:: Excerpted data
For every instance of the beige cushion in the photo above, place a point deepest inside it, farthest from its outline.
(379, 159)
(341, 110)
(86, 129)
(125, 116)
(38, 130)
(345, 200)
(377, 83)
::::
◆ **What is being asked**: Can you copy every one of the records above, line for line and without any change?

◆ **Response**:
For every instance of the beige cushion in the photo above, place a point deepest inside it, farthest from its outline.
(379, 159)
(341, 110)
(86, 129)
(125, 116)
(38, 130)
(345, 200)
(377, 83)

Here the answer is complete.